REQUIRED WORK: Would you output each record exactly as it stands?

RECORD EXTRACTS:
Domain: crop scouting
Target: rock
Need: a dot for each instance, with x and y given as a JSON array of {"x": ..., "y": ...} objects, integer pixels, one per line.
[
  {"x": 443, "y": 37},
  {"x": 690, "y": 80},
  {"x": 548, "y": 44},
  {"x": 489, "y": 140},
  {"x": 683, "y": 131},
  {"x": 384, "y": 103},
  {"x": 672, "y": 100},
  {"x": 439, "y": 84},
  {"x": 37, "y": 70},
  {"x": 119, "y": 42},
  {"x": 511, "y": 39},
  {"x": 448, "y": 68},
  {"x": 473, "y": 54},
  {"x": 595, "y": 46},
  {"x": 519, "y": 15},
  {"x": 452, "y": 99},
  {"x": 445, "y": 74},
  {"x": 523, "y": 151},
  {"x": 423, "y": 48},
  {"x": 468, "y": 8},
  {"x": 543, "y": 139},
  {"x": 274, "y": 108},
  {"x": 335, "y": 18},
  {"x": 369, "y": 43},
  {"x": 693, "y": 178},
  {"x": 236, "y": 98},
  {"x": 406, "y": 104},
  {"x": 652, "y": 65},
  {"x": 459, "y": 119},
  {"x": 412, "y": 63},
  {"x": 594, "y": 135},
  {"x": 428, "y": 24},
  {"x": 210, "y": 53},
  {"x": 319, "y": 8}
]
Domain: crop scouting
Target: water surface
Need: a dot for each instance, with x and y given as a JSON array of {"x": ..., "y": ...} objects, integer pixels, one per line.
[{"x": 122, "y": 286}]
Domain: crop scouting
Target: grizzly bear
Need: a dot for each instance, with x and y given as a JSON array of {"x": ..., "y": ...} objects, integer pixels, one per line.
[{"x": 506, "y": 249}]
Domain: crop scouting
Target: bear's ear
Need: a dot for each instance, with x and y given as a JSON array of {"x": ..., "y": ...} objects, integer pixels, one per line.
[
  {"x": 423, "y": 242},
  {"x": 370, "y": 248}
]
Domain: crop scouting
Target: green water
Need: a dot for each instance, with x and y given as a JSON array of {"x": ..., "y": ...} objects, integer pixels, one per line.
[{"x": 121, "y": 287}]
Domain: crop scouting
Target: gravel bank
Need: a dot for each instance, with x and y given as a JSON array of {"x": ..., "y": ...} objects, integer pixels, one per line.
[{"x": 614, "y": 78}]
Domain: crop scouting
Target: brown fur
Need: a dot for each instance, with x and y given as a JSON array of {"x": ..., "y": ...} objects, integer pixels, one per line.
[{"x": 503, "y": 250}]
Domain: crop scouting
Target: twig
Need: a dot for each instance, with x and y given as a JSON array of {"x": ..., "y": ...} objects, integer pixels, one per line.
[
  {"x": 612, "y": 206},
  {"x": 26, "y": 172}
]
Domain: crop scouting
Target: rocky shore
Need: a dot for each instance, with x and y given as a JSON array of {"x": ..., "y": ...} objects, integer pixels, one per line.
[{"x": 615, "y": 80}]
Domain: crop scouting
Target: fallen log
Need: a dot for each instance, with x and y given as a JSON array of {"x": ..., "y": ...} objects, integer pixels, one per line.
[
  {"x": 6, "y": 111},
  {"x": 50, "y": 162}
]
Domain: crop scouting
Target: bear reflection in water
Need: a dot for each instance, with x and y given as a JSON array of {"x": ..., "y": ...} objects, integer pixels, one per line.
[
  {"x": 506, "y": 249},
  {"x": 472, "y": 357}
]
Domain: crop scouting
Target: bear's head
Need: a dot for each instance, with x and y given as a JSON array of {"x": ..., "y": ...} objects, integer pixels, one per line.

ANSWER SPACE:
Domain: crop scouting
Target: rock
Need: a dot for each instance, with x and y given as a JSON array of {"x": ..., "y": ...} objects, integer pixels, one per line.
[
  {"x": 443, "y": 37},
  {"x": 690, "y": 80},
  {"x": 548, "y": 44},
  {"x": 489, "y": 140},
  {"x": 683, "y": 131},
  {"x": 384, "y": 103},
  {"x": 672, "y": 100},
  {"x": 439, "y": 84},
  {"x": 37, "y": 70},
  {"x": 119, "y": 42},
  {"x": 511, "y": 39},
  {"x": 448, "y": 68},
  {"x": 473, "y": 54},
  {"x": 595, "y": 46},
  {"x": 519, "y": 15},
  {"x": 452, "y": 99},
  {"x": 445, "y": 74},
  {"x": 523, "y": 151},
  {"x": 423, "y": 48},
  {"x": 468, "y": 8},
  {"x": 543, "y": 139},
  {"x": 274, "y": 108},
  {"x": 335, "y": 18},
  {"x": 369, "y": 43},
  {"x": 693, "y": 178},
  {"x": 236, "y": 98},
  {"x": 406, "y": 104},
  {"x": 652, "y": 65},
  {"x": 459, "y": 119},
  {"x": 412, "y": 63},
  {"x": 594, "y": 135},
  {"x": 428, "y": 24},
  {"x": 210, "y": 53},
  {"x": 319, "y": 8}
]
Domain: crop scouting
Target: water surface
Need: a dot for each instance, with x and y given as a JSON array of {"x": ..., "y": ...} objects, integer pixels, one per line.
[{"x": 122, "y": 286}]
Domain: crop scouting
Target: grizzly bear
Need: a dot for each instance, with x and y given as a JSON array of {"x": ..., "y": ...} objects, integer pixels, one per line.
[{"x": 506, "y": 249}]
Domain: crop scouting
Target: bear's ear
Need: a dot for each instance, with x and y given as a JSON array of {"x": ..., "y": ...} objects, integer pixels, one per line.
[
  {"x": 423, "y": 242},
  {"x": 370, "y": 248}
]
Domain: crop scouting
Target: green water
Need: a dot for each instance, with x and y given as a JSON array of {"x": ..., "y": ...} objects, integer pixels, one per line.
[{"x": 121, "y": 287}]
Domain: crop scouting
Target: gravel bank
Need: a dot for each instance, with x and y given as a JSON array of {"x": ..., "y": ...} objects, integer pixels, one per line.
[{"x": 614, "y": 78}]
Domain: crop scouting
Target: brown fur
Need: a dot for each instance, with x and y given as a JSON array of {"x": ..., "y": ...} objects, integer pixels, one per line.
[{"x": 503, "y": 250}]
Domain: crop scouting
Target: twig
Need: a dot for each instance, with x and y given as a JSON array of {"x": ..., "y": ...} objects, integer pixels, one per line.
[
  {"x": 612, "y": 206},
  {"x": 26, "y": 172}
]
Domain: crop scouting
Target: rocky shore
Need: a dot for each instance, with x and y given as a JSON array of {"x": ..., "y": ...} objects, integer pixels, one per line.
[{"x": 615, "y": 80}]
Domain: crop scouting
Target: fallen log
Need: a dot for each instance, with x and y given as a JSON array of {"x": ..., "y": ...} objects, integer pixels, one per line.
[
  {"x": 6, "y": 111},
  {"x": 50, "y": 162}
]
Domain: crop scouting
Target: bear reflection in water
Need: a dot for each instance, with x and y given as a JSON array of {"x": ..., "y": ...} objects, integer pixels, one per line.
[
  {"x": 506, "y": 249},
  {"x": 472, "y": 357}
]
Domain: crop scouting
Target: bear's head
Need: a dot for each instance, with x and y given as a JSON array of {"x": ..., "y": ...} objects, integer pixels, one per line.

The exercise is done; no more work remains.